EXERCISE REQUIREMENTS:
Reproduce all of the material below word for word.

----- RECORDS FOR PROCESSING

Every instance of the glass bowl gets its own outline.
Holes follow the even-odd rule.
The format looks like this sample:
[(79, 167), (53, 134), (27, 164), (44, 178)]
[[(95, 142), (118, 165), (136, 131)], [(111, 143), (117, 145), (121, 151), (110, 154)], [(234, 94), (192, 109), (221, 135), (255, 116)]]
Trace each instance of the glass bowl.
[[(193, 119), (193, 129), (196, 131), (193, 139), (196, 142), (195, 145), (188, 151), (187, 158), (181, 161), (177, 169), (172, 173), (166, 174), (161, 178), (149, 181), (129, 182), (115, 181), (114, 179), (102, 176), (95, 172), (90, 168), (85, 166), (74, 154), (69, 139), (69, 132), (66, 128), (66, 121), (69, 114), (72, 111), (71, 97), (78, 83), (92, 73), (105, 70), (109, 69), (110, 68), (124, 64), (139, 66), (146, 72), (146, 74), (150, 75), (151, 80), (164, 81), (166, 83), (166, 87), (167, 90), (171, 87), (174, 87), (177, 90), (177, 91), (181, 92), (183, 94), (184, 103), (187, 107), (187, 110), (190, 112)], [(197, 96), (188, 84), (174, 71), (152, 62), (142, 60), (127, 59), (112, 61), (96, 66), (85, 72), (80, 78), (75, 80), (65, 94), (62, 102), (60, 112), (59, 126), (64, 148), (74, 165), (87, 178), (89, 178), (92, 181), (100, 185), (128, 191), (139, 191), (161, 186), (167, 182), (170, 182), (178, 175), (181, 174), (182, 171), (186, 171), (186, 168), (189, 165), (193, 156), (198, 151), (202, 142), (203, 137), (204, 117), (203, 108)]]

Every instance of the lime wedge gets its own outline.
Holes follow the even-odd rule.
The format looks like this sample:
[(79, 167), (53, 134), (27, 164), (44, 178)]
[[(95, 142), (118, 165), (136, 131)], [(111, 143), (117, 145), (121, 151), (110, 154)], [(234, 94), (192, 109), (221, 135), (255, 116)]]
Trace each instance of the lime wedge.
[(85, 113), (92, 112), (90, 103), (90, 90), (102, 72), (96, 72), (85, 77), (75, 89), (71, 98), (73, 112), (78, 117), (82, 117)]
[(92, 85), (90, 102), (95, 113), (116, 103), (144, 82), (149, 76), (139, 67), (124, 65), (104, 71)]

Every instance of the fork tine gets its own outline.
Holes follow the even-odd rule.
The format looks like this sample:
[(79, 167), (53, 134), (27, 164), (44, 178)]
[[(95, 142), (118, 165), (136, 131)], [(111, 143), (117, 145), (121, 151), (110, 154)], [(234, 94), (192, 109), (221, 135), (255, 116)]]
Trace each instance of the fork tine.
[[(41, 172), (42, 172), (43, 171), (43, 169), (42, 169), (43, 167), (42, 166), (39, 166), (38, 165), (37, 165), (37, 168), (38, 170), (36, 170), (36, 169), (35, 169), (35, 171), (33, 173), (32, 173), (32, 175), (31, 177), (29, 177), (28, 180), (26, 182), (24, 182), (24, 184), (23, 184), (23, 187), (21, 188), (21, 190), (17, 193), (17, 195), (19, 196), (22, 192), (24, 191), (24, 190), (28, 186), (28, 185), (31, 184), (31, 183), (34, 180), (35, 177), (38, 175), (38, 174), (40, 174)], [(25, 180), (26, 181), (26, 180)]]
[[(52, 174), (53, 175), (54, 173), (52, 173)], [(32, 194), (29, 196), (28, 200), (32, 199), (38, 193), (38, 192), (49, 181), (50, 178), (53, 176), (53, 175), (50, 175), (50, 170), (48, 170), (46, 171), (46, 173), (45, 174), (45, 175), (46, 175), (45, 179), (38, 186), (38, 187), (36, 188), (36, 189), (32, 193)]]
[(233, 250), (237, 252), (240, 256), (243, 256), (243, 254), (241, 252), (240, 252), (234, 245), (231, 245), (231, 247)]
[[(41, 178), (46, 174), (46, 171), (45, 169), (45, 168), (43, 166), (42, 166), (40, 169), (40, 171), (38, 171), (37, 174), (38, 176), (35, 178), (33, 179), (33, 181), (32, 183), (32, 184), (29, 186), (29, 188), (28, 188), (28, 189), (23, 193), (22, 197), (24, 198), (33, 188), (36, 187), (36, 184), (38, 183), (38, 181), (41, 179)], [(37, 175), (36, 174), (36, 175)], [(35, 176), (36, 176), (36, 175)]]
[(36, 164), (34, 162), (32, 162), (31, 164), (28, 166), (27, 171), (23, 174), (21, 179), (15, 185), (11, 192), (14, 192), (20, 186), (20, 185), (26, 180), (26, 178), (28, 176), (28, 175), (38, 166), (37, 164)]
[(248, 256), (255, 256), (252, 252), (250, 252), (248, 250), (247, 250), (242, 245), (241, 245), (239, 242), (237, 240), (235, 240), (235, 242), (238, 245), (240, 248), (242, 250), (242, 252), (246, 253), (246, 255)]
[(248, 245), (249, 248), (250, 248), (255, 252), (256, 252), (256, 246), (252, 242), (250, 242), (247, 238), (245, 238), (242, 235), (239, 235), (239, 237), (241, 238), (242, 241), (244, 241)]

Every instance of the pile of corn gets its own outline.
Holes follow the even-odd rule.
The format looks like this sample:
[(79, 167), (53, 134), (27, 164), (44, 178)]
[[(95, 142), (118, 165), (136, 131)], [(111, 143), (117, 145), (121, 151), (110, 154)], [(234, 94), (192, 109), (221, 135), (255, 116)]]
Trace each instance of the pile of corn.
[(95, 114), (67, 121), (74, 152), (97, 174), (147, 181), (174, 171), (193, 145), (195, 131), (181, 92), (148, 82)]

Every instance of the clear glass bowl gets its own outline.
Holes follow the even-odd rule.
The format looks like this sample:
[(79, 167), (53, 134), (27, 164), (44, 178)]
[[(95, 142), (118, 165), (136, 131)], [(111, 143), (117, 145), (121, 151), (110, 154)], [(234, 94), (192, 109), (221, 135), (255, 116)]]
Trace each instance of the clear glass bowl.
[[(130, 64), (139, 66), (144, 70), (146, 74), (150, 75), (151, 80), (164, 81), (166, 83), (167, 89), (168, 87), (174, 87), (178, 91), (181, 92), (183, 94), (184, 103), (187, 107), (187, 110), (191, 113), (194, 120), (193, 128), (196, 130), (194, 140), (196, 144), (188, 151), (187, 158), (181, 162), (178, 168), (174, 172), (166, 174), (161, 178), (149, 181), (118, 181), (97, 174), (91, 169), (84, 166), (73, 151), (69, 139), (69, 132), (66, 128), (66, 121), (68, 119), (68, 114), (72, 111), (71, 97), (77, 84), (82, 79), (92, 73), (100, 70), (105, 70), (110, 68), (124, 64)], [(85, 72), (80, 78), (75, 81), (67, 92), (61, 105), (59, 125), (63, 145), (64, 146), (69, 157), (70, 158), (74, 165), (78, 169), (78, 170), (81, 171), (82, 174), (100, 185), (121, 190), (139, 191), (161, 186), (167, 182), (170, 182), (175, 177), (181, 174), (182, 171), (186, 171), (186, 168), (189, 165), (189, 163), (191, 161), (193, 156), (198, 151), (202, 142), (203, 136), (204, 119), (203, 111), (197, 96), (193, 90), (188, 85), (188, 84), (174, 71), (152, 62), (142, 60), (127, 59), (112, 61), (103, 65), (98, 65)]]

----------

OUTPUT FOR THIS EXERCISE:
Every instance of the glass bowl gets its own outline.
Holes follow the even-odd rule.
The format looks like this sample:
[(79, 167), (53, 134), (27, 164), (44, 178)]
[[(95, 142), (118, 165), (136, 131)], [(111, 143), (117, 145), (121, 151), (110, 154)], [(234, 94), (192, 109), (221, 135), (255, 116)]]
Trace each instance of the glass bowl.
[[(193, 119), (193, 129), (196, 131), (193, 139), (196, 142), (195, 145), (188, 151), (187, 158), (181, 161), (177, 169), (172, 173), (166, 174), (161, 178), (149, 181), (129, 182), (115, 181), (114, 179), (102, 176), (95, 172), (90, 168), (85, 166), (74, 154), (69, 139), (69, 132), (66, 128), (66, 121), (69, 114), (72, 111), (71, 97), (78, 83), (92, 73), (105, 70), (109, 69), (110, 68), (124, 64), (139, 66), (146, 72), (146, 74), (150, 75), (151, 80), (164, 81), (166, 83), (166, 87), (167, 90), (171, 87), (174, 87), (177, 90), (177, 91), (181, 92), (183, 94), (184, 103), (187, 107), (187, 110), (190, 112)], [(197, 96), (188, 84), (174, 71), (152, 62), (142, 60), (127, 59), (112, 61), (96, 66), (85, 72), (80, 78), (75, 80), (65, 94), (62, 102), (60, 112), (59, 126), (64, 148), (74, 165), (87, 178), (89, 178), (92, 181), (100, 185), (128, 191), (139, 191), (161, 186), (167, 182), (170, 182), (178, 175), (181, 174), (182, 171), (186, 171), (186, 168), (189, 165), (193, 156), (198, 151), (202, 142), (203, 137), (204, 117), (203, 108)]]

Every instance of the lime wedge gets its own outline.
Holes follow the even-odd rule.
The format looks like this sample:
[(79, 167), (53, 134), (27, 164), (44, 178)]
[[(95, 142), (118, 165), (136, 131)], [(111, 143), (117, 145), (121, 151), (110, 154)], [(234, 94), (192, 109), (221, 135), (255, 116)]]
Trace each instance of the lime wedge.
[(85, 113), (92, 112), (90, 103), (90, 90), (102, 72), (96, 72), (85, 77), (75, 89), (71, 98), (73, 112), (78, 117), (82, 117)]
[(92, 85), (90, 102), (95, 113), (116, 103), (144, 82), (149, 76), (139, 67), (124, 65), (104, 71)]

Every instance of the fork tine gets its own outline.
Holes follow the even-odd rule.
The format looks like this sample:
[(79, 167), (53, 134), (27, 164), (44, 178)]
[[(95, 142), (118, 165), (136, 131)], [(111, 143), (117, 145), (121, 151), (110, 154)], [(234, 94), (192, 109), (221, 135), (255, 116)]]
Trace each instance of the fork tine.
[[(41, 172), (42, 172), (43, 171), (43, 169), (42, 169), (43, 167), (42, 166), (39, 166), (38, 165), (37, 165), (37, 168), (38, 170), (36, 170), (36, 169), (35, 169), (35, 171), (33, 173), (32, 173), (32, 175), (31, 177), (29, 177), (28, 180), (26, 182), (24, 182), (24, 184), (23, 184), (23, 187), (21, 188), (21, 190), (17, 193), (17, 195), (19, 196), (22, 192), (24, 191), (24, 190), (28, 186), (28, 185), (31, 184), (31, 183), (34, 180), (35, 177), (38, 175), (38, 174), (40, 174)], [(25, 180), (26, 181), (26, 180)]]
[[(52, 174), (53, 175), (54, 173), (52, 173)], [(32, 194), (29, 196), (28, 200), (32, 199), (38, 193), (38, 192), (49, 181), (50, 178), (53, 176), (53, 175), (50, 175), (50, 170), (48, 170), (46, 171), (46, 173), (45, 174), (45, 175), (46, 175), (45, 179), (38, 186), (38, 187), (36, 188), (36, 189), (32, 193)]]
[(233, 250), (237, 252), (240, 256), (243, 256), (243, 254), (241, 252), (240, 252), (234, 245), (231, 245), (231, 247)]
[[(41, 178), (46, 174), (46, 171), (45, 169), (45, 168), (43, 166), (42, 166), (40, 169), (40, 171), (38, 171), (37, 174), (38, 176), (35, 178), (33, 179), (33, 181), (32, 183), (32, 184), (29, 186), (29, 188), (28, 188), (28, 189), (23, 193), (22, 197), (24, 198), (33, 188), (36, 187), (36, 184), (38, 183), (38, 181), (41, 179)], [(37, 175), (36, 174), (36, 175)], [(35, 176), (36, 176), (36, 175)]]
[(36, 164), (34, 162), (32, 162), (31, 164), (28, 166), (27, 171), (23, 174), (21, 179), (15, 185), (11, 192), (14, 192), (20, 186), (20, 185), (26, 180), (26, 178), (28, 176), (28, 175), (38, 166), (37, 164)]
[(248, 256), (255, 256), (252, 252), (250, 252), (248, 250), (247, 250), (242, 245), (241, 245), (239, 242), (237, 240), (235, 240), (235, 242), (238, 245), (240, 248), (242, 250), (242, 252), (246, 253), (246, 255)]
[(248, 245), (249, 248), (250, 248), (255, 252), (256, 252), (256, 246), (252, 242), (250, 242), (247, 238), (245, 238), (242, 235), (239, 235), (239, 237), (241, 238), (242, 241), (244, 241)]

Every instance of the pile of corn gets its own outline.
Holes follow the even-odd rule.
The format looks like this sample:
[(79, 167), (53, 134), (27, 164), (44, 178)]
[[(95, 142), (118, 165), (136, 131)], [(111, 143), (117, 145), (121, 151), (110, 154)], [(234, 94), (192, 109), (221, 135), (255, 116)]]
Trace each instance of the pile of corn.
[(95, 114), (67, 121), (74, 152), (97, 174), (147, 181), (174, 171), (193, 145), (195, 131), (181, 92), (148, 82)]

Every instance of the clear glass bowl gets its own outline.
Holes follow the even-odd rule.
The format looks like this sample:
[(79, 167), (53, 134), (27, 164), (44, 178)]
[[(95, 142), (118, 165), (136, 131)], [(111, 143), (117, 145), (121, 151), (110, 154)], [(234, 94), (192, 109), (221, 135), (255, 116)]]
Trace each instance of the clear glass bowl.
[[(130, 64), (139, 66), (144, 70), (146, 74), (150, 75), (151, 80), (164, 81), (166, 83), (167, 89), (168, 87), (174, 87), (178, 91), (181, 92), (183, 94), (184, 103), (187, 107), (187, 110), (191, 113), (194, 120), (193, 128), (196, 130), (194, 140), (196, 144), (188, 151), (187, 158), (181, 162), (178, 168), (174, 172), (166, 174), (161, 178), (149, 181), (118, 181), (97, 174), (91, 169), (84, 166), (73, 151), (69, 139), (69, 132), (66, 128), (66, 121), (68, 119), (68, 114), (72, 111), (71, 97), (77, 84), (82, 79), (92, 73), (100, 70), (105, 70), (110, 68), (124, 64)], [(85, 72), (80, 78), (75, 81), (67, 92), (61, 105), (59, 125), (63, 145), (64, 146), (69, 157), (70, 158), (74, 165), (78, 169), (78, 170), (81, 171), (82, 174), (100, 185), (121, 190), (139, 191), (161, 186), (167, 182), (170, 182), (175, 177), (181, 174), (182, 171), (186, 171), (186, 168), (189, 165), (189, 163), (191, 161), (193, 156), (198, 151), (202, 142), (203, 136), (204, 119), (203, 111), (197, 96), (193, 90), (188, 85), (188, 84), (174, 71), (152, 62), (142, 60), (127, 59), (112, 61), (103, 65), (98, 65)]]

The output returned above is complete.